— START OF Text —

An extended abstract of this work can be found in [4]. However, there are key differences in the construction of the clock network. These are discussed in greater detail in Section III.

#### II. PREVIOUS WORK

Traditionally, there are several methods to distribute clock signals. The simplest is the star topology [5]. In this method, a central clock signal is driven to n points using n separate wires.

These wires are identically sized, ensuring a zero skew clock distribution network. A popular clock distribution methodology is the H-tree network [6]. In this style of clock distribution, the network appears much like a "recursive" letter H. The number of branches in such a network is referred to as the level of the network. A k level H-tree network has  $2^k$  endpoints or leaf nodes.

In a typical H-tree clock distribution network, the signal is not locally buffered before the endpoints. This is done to keep the clock skew at the endpoints to a minimum, with the rationale that with an unbuffered network, we would only have to deal with variations in metal width, thickness, and interlayer dielectric (ILD) thickness. With a locally buffered distribution network, intra-die processing variations in the transistors could cause significant additional clock skew at the endpoints.

With increasing die-sizes, and the large intra-die process variations, it is becoming increasingly hard to distribute a clock reliably. In [7], Zarkesh-Ha *et al.* describe an analytical model and closed-form expression for on-chip clock skew based on device and interconnect variations.

Rajaram *et al.* [8] propose adding crosslinks statically during clock tree construction to help reduce skew and skew variation. While this technique does help reduce skew variation (at the expense of increased capacitive load), there is no dynamic compensation for clock skew due to effects such as temperature and supply voltage variations.

In [9], Tam et al. describe a dynamic de-skewing scheme applied to a H-tree network. They use capacitively controlled delay lines to phase-lock clock signals at the leaves of a H-tree with a reference clock signal. In [2], Maxim uses the same kind of distribution as [9], but proposes using analog phase interpolation instead of capacitively controlled delay lines for the de-skewing. In both [9] and [2], the reference clock signal is assumed to be distributed alongside the core clock in such a manner that its skew is very low. Tam et al. [9] report that their de-skew mechanism helped reduce clock skew from 110 to 28 ps. The overall skew of [9] and [2] is dependent on the skew of the reference clock signal, mismatches in the feedback clock paths and the guardband of the phase detectors used for each feedback clock signal. Thus, the worst-case skew of such a scheme would be  $S_{\text{ref}} + D$ , where  $S_{\text{ref}}$  is the skew of the reference clock signal and D is the guard-band (tolerance) of the phase detectors. In contrast, in our scheme, while we do generate a reference clock signal, we do not have to distribute it through a low skew network. Also, we use a single phase detector which eliminates any skew due to phase detector mismatches. As a consequence, the maximum skew in our scheme is much lower.

— END OF Text —
— START OF Data rows —

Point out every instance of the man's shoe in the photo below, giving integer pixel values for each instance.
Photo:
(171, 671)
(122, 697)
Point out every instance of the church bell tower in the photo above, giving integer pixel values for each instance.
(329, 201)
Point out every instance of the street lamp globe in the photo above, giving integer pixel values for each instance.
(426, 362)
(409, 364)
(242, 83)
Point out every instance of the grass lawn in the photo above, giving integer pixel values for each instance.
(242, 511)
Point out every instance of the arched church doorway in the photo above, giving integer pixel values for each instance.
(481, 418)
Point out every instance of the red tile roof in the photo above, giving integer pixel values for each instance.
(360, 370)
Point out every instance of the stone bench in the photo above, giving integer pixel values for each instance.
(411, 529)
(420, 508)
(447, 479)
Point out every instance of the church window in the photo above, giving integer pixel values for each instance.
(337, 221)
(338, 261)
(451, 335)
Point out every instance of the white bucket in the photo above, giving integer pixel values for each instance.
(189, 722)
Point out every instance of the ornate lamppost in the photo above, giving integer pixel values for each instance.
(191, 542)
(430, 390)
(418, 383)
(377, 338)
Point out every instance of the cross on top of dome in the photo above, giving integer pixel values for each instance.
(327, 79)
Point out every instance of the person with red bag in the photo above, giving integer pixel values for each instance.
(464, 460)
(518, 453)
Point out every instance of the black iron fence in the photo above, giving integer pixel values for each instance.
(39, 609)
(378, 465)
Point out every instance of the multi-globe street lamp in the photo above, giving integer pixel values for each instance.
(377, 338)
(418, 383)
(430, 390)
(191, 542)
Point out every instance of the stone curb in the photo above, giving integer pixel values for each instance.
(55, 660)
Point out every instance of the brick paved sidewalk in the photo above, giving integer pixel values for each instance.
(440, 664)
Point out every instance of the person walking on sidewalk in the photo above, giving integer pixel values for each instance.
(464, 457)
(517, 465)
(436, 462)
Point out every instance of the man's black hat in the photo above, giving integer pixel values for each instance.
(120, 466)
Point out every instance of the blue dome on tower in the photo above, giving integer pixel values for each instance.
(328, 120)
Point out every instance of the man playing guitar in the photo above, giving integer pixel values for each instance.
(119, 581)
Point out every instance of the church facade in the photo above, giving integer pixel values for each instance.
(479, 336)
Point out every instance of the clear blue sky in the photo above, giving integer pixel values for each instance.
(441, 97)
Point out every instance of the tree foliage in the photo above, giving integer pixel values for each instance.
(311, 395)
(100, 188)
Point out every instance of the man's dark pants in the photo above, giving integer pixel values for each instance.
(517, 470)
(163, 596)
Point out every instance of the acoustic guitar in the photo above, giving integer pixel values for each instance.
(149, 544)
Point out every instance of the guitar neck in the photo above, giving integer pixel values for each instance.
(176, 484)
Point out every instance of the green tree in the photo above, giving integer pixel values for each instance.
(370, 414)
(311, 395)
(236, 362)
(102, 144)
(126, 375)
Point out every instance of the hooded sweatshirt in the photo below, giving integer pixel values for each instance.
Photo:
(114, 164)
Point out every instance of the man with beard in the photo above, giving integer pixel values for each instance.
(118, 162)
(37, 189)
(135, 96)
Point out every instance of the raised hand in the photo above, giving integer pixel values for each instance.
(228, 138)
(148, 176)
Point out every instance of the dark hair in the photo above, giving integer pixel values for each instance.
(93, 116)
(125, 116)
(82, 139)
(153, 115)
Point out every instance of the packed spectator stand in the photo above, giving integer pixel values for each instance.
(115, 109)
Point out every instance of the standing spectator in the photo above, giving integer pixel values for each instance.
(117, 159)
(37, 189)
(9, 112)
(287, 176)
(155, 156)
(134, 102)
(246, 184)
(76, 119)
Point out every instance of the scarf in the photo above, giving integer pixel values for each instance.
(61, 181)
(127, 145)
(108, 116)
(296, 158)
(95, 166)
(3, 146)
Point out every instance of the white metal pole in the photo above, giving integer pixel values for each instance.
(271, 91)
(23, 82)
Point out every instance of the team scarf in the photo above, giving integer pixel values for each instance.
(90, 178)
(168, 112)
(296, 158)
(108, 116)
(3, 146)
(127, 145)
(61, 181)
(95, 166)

— END OF Data rows —

Tasks and exercises =>
A - Answer these from the text on clock distribution, one answer per line, marked the same way:
(i) How many endpoints does a k level H-tree network have?
(ii) From what value to what value did the de-skew mechanism of Tam et al. reduce clock skew?
(iii) What does Maxim propose using for de-skewing instead of capacitively controlled delay lines?
B - Write out the part of the records that opens with the line containing "Point out every instance of the white metal" and runs through the end of the records, requests included. Multiply every coordinate in the answers by 2.45, rounding to whole numbers with halves going up.

Answers to the exercises =>
A -
(i) 2^k endpoints, or leaf nodes.
(ii) From 110 ps to 28 ps.
(iii) Analog phase interpolation.

B -
Point out every instance of the white metal pole in the photo above, giving integer pixel values for each instance.
(664, 223)
(56, 201)
Point out every instance of the team scarf in the photo above, giving integer pixel values for each instance.
(221, 436)
(412, 274)
(725, 387)
(265, 284)
(7, 358)
(311, 355)
(149, 443)
(233, 407)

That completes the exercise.